* **ASSIGNMENT**
Leave no line out; reproduce the listing exactly.

* **DATA TO USE**
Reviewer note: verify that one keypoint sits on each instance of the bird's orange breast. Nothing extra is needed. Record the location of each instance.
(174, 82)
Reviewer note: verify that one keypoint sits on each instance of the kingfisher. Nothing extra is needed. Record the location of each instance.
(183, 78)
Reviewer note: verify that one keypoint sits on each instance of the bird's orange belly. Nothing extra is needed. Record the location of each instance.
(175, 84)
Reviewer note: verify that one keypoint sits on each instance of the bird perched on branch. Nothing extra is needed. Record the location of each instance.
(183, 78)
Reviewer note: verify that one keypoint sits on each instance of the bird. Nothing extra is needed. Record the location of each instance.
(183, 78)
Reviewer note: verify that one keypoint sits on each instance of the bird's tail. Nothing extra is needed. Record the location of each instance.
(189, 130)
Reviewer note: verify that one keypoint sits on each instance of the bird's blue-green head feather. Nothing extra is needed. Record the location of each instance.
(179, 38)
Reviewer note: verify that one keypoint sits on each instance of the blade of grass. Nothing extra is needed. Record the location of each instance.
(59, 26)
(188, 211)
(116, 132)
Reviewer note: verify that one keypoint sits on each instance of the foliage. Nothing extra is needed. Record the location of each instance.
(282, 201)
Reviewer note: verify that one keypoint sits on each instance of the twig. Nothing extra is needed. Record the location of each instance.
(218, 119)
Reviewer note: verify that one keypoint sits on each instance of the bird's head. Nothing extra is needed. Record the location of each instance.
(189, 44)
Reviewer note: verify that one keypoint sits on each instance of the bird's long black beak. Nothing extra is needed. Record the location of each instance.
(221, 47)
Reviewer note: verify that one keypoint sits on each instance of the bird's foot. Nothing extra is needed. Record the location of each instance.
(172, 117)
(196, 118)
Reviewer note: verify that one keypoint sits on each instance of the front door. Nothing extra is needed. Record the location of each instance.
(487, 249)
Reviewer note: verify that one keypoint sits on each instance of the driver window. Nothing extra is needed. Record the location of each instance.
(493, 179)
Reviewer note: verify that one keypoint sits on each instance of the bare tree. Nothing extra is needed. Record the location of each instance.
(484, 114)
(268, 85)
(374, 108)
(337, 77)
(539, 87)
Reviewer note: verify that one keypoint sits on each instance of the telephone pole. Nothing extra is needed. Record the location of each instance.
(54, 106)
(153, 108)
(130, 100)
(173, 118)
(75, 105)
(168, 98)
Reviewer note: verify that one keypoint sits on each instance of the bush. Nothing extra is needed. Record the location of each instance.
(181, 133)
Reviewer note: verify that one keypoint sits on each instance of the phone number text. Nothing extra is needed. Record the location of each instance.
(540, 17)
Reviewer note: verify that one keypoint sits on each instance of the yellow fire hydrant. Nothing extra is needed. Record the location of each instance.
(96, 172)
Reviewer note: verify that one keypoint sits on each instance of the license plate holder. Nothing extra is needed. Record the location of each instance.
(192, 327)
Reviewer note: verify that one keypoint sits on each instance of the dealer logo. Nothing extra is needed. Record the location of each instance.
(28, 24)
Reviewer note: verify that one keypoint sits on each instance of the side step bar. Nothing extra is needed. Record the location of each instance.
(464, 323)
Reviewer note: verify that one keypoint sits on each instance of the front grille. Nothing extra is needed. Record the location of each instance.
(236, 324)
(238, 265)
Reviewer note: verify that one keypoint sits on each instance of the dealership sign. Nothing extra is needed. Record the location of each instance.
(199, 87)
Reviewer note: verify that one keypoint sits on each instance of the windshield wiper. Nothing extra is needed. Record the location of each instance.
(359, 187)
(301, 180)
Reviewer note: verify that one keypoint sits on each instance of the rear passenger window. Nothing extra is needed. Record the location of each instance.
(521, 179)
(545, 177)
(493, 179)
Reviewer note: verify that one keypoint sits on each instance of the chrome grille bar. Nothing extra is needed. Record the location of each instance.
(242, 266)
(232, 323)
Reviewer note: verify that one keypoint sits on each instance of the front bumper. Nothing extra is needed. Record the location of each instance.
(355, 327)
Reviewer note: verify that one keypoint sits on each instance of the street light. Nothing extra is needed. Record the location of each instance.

* **THE ANSWER**
Reviewer note: verify that one keypoint sits on each instance of the bird's orange breast. Nothing extra is needed. Record the location of each instance.
(174, 82)
Reviewer note: verify that one keypoint sits on each instance of the kingfisher. Nothing extra is needed. Record the location of each instance.
(183, 78)
Reviewer note: verify that one keypoint sits on each instance of the bird's orange belly. Nothing extra is needed. Record the location of each instance.
(175, 84)
Reviewer note: verify that one keypoint sits on each instance of the bird perched on branch. Nothing extra is needed. Record the location of each instance.
(183, 78)
Reviewer note: verify that one keypoint sits on each instance of the bird. Nothing extra is needed. Record the location of each instance.
(183, 78)
Reviewer note: verify that one keypoint sits on each instance of the bird's tail. Nothing extra is needed. Record the location of each instance.
(189, 130)
Reviewer note: verify that one keypoint sits on each instance of the bird's blue-green head feather. Nothing extra is needed. Record the location of each instance.
(179, 38)
Reviewer note: verify that one keypoint sits on each instance of the blade of grass. Nothing extra is needed. Record the location of each instance.
(59, 26)
(188, 211)
(116, 132)
Reviewer note: verify that one keypoint sits on each instance of the foliage. Nothing extra is needed. Record the location of each instance.
(282, 201)
Reviewer note: verify that one keypoint sits on each instance of the twig. Nothing extra is needed. Record the location of each instance.
(218, 119)
Reviewer note: verify that one keypoint sits on each instance of the bird's head. Nothing extra is needed. Record the location of each instance.
(189, 44)
Reviewer note: verify that one keypoint sits on each instance of the bird's long black beak. Nothing extra is needed. Record the location of each instance.
(221, 47)
Reviewer note: verify that one keypoint sits on each instance of the bird's foot. Nothing extra is needed. Record the location of each instance.
(172, 117)
(196, 118)
Reviewer note: verify that one keypoint sits on each instance of the front door. Nothing extra is needed. Record the location of each instance.
(487, 249)
Reviewer note: verify that one keypoint sits on each instance of the driver window. Nothing extra is needed. Record the location of each instance.
(493, 179)
Reviewer note: verify that one keypoint sits on each instance of the bare tree. Nothing extra is needed. Record the location of each instance.
(484, 114)
(268, 85)
(374, 108)
(337, 77)
(539, 87)
Reviewer note: verify that one keypoint sits on each instance of the telephone pole. Nothing extra is needed. Record the location of each instance.
(54, 106)
(153, 108)
(130, 100)
(173, 118)
(75, 105)
(168, 98)
Reviewer note: verify that one keypoint sits on each instance of the bush. Nothing extra is needed. Record the location of each instance.
(181, 133)
Reviewer note: verify that one keypoint sits on each instance of the phone number text. Nothing extra is needed. Record the location of each instance.
(540, 17)
Reviewer note: verify that one keypoint sits on each instance of the yellow fire hydrant. Nothing extra is needed. Record the location of each instance.
(96, 172)
Reviewer note: verify that one keypoint sits on each instance of the license plate holder. Nothing extra is needed. Record the location of each instance.
(192, 327)
Reviewer note: verify that one keypoint sits on each instance of the dealer logo. Nothing extra is needed. Record the location of each instance.
(28, 24)
Reviewer note: verify that one keypoint sits on each instance of the side step bar. Nothing extra is needed. Record the location of each instance.
(464, 323)
Reviewer note: verify that one keypoint sits on each instance of the front grille. Nothing extra is needed. Record the location of each instance.
(236, 324)
(238, 265)
Reviewer note: verify that one keypoint sits on each instance of the dealership sign. Nothing extra is needed. Record the location of each instance.
(199, 87)
Reviewer note: verify that one keypoint sits on each instance of the windshield wiper. Nothing extra is needed. Record the location of each instance.
(359, 187)
(301, 180)
Reviewer note: verify that one keypoint sits on each instance of the rear passenger window. Nothing extra is needed. Record the location of each instance.
(521, 179)
(545, 177)
(493, 179)
Reviewer note: verify that one keypoint sits on each instance of the chrome grille bar. Nothing extra is needed. Record the location of each instance.
(242, 266)
(232, 323)
Reviewer note: verify that one keypoint sits on each instance of the front bumper. Nothing extra is needed. Record the location of each instance.
(355, 327)
Reviewer note: verify that one keypoint sits on each instance of the street light. Nothing extra is needed. Record the location of each instance.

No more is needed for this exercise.